_What needs to be done_
Find the line in the entries below that contains "Target: ambulance side window". Repeat it exactly, and every line after it through the line that contains "<point>57,203</point>".
++++ Given entries ++++
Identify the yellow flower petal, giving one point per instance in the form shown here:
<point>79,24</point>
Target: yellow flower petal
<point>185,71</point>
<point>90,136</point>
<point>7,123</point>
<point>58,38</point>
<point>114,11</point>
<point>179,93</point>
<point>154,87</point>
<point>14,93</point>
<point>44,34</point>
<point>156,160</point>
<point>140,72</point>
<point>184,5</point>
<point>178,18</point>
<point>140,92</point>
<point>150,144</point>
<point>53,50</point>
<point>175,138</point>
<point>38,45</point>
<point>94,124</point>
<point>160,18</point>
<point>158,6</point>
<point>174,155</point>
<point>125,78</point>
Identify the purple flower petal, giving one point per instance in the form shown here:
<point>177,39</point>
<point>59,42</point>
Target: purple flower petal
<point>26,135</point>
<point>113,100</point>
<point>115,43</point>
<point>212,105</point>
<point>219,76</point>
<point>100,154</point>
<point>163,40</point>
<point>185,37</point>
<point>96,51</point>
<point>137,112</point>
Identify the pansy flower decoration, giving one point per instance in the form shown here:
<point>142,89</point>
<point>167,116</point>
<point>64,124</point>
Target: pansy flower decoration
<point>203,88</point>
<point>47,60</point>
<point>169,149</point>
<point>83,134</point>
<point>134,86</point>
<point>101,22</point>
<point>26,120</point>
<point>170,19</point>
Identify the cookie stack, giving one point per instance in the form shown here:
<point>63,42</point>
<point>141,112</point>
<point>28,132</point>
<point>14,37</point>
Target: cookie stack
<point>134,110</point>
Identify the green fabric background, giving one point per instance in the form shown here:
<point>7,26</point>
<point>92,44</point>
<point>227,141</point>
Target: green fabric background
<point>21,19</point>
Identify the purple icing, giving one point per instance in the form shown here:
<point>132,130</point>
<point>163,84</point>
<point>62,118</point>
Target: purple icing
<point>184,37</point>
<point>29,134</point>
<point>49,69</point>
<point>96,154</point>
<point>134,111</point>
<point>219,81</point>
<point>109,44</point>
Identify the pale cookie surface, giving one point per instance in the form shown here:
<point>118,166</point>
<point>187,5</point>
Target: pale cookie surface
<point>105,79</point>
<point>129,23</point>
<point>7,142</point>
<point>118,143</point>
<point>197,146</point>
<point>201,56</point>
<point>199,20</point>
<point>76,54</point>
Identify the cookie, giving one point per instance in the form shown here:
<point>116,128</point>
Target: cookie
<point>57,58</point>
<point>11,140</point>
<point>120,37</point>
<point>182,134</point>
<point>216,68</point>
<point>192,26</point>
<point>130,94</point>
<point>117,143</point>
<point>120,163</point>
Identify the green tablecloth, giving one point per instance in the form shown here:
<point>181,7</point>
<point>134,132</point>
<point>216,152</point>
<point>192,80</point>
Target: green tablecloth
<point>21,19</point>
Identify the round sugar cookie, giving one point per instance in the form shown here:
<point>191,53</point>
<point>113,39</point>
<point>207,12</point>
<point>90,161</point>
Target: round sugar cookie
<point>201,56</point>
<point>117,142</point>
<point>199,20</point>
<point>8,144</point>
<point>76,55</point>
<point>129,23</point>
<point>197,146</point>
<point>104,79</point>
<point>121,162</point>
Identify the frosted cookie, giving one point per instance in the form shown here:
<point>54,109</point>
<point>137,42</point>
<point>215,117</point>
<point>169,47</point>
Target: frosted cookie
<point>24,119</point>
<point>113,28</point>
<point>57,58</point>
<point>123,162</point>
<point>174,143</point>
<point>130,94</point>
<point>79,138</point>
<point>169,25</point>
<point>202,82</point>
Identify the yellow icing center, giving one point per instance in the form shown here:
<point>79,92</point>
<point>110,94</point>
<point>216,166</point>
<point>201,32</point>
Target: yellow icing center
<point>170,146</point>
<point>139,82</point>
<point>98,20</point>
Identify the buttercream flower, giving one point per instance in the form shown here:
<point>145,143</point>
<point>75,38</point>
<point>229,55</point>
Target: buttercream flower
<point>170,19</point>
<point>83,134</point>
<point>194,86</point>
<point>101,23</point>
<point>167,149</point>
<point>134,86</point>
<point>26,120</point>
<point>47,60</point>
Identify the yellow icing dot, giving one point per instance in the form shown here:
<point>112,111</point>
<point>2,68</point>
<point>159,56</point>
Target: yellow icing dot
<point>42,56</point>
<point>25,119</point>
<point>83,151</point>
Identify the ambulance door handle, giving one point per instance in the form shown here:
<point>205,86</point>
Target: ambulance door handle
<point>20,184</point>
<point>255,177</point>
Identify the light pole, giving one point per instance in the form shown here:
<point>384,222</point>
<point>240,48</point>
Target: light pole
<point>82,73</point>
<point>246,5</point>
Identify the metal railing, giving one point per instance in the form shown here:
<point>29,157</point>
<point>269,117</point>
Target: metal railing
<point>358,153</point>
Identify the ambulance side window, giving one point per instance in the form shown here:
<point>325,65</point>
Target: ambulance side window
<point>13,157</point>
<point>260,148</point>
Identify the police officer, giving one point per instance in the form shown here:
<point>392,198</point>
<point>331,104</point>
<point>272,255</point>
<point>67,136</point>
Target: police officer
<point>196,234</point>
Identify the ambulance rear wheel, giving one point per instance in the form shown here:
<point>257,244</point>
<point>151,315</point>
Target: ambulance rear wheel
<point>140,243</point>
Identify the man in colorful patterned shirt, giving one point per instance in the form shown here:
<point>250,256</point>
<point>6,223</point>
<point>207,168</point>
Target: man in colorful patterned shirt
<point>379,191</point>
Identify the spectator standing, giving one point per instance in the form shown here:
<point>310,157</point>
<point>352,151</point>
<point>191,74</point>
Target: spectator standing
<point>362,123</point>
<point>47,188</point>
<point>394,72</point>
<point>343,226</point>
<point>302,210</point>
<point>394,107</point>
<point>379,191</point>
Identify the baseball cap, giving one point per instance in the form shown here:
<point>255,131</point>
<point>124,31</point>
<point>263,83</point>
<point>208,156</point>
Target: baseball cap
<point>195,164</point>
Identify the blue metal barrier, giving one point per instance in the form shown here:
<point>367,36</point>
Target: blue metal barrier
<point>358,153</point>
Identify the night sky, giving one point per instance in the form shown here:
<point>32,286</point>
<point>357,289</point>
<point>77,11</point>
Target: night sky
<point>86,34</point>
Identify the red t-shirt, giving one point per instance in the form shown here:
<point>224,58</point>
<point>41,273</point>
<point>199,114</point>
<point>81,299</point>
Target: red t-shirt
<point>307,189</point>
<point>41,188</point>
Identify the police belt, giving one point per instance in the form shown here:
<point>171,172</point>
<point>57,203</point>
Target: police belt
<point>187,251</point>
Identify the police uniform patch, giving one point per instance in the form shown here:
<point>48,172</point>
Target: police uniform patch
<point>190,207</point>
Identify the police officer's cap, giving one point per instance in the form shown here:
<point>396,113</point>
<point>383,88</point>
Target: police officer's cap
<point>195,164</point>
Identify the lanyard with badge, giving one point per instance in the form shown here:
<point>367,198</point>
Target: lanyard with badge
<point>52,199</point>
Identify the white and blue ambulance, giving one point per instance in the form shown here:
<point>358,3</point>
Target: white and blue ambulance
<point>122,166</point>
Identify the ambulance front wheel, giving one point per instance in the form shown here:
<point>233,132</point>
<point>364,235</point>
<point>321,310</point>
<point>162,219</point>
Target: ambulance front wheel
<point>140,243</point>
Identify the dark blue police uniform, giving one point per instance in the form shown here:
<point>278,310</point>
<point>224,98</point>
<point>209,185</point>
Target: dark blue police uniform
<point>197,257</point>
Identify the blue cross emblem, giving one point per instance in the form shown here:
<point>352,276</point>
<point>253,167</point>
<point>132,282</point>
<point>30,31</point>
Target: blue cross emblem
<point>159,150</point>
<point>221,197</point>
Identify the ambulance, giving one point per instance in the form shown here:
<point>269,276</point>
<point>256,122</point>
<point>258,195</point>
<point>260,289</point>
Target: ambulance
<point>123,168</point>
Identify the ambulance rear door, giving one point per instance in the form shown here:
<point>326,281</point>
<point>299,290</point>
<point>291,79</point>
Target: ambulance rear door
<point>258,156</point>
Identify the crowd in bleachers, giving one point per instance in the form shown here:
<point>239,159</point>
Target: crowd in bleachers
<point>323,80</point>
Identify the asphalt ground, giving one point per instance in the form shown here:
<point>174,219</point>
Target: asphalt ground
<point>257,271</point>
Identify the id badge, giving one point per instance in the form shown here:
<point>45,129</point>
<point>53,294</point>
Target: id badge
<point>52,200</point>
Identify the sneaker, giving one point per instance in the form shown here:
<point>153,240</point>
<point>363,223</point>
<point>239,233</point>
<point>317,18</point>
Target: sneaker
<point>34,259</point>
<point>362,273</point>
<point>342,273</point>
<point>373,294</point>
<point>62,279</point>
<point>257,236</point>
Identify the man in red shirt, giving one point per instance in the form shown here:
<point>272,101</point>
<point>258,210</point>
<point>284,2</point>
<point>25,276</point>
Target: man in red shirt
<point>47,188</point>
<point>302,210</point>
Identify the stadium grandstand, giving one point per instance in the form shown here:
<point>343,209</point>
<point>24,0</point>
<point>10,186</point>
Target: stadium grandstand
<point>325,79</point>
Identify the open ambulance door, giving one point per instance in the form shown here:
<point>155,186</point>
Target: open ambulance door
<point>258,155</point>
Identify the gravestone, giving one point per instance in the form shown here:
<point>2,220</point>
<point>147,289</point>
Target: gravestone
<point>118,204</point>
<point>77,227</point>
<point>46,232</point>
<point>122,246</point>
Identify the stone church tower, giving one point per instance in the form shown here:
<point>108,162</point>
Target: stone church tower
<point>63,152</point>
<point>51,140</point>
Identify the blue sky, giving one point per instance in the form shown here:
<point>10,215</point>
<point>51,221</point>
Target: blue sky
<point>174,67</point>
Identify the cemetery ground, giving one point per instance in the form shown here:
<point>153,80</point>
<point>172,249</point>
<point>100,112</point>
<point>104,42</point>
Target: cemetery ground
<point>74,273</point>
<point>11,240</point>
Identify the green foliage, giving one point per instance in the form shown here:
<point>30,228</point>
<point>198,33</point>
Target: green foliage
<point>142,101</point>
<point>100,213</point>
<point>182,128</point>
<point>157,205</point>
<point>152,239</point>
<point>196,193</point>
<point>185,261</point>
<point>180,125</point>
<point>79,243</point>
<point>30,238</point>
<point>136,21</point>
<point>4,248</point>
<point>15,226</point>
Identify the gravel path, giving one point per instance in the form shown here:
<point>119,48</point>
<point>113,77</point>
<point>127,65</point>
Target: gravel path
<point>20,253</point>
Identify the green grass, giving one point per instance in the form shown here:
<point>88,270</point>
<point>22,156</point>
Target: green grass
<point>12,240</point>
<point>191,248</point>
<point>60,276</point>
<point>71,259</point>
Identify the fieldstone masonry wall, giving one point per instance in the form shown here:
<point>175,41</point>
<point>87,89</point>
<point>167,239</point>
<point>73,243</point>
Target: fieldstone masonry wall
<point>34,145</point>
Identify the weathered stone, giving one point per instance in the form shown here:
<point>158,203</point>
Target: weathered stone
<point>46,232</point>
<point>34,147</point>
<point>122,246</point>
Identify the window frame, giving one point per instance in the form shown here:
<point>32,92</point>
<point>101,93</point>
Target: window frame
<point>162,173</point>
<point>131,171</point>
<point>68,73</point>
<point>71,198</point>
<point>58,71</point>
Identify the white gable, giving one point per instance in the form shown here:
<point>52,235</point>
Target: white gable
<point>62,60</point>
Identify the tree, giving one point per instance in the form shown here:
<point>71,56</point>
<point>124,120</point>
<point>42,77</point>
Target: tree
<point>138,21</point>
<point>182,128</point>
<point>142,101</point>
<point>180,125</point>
++++
_Exercise output_
Target: ambulance side window
<point>13,157</point>
<point>260,148</point>
Identify the police officer, giving one point per instance in the form shown here:
<point>392,198</point>
<point>331,104</point>
<point>272,255</point>
<point>67,136</point>
Target: police officer
<point>196,234</point>
Identify the ambulance rear wheel, giving one point per instance in the form shown here:
<point>257,244</point>
<point>151,315</point>
Target: ambulance rear wheel
<point>140,243</point>
Identify the man in colorful patterned shirt, giving one point per instance in the form shown here:
<point>250,256</point>
<point>6,223</point>
<point>207,168</point>
Target: man in colorful patterned shirt
<point>379,191</point>
Identify the spectator standing, giving one point per instance in the form shown here:
<point>310,157</point>
<point>352,151</point>
<point>191,74</point>
Target: spectator standing
<point>362,123</point>
<point>47,188</point>
<point>394,72</point>
<point>343,226</point>
<point>302,210</point>
<point>394,107</point>
<point>379,191</point>
Identify the baseball cap, giving one point per instance in the form shown here:
<point>255,131</point>
<point>124,31</point>
<point>263,83</point>
<point>208,156</point>
Target: baseball cap
<point>195,164</point>
Identify the blue metal barrier, giving one point per instance in the form shown here:
<point>367,36</point>
Target: blue metal barrier
<point>358,153</point>
Identify the night sky, giving one point per instance in the form shown here:
<point>32,286</point>
<point>357,289</point>
<point>77,11</point>
Target: night sky
<point>86,34</point>
Identify the red t-shirt, giving one point per instance in the form shown here:
<point>224,58</point>
<point>41,273</point>
<point>199,114</point>
<point>81,299</point>
Target: red t-shirt
<point>307,189</point>
<point>41,188</point>
Identify the police belt, giving one point per instance in the form shown here:
<point>171,172</point>
<point>57,203</point>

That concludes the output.